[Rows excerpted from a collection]
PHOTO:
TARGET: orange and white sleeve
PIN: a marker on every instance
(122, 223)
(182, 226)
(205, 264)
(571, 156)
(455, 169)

-- Instructions for the task --
Reproduce every row above verbatim, with no changes.

-- Exercise solution --
PHOTO:
TARGET: orange and white sleeve
PIN: a marker on every instance
(122, 223)
(182, 226)
(205, 264)
(571, 156)
(455, 169)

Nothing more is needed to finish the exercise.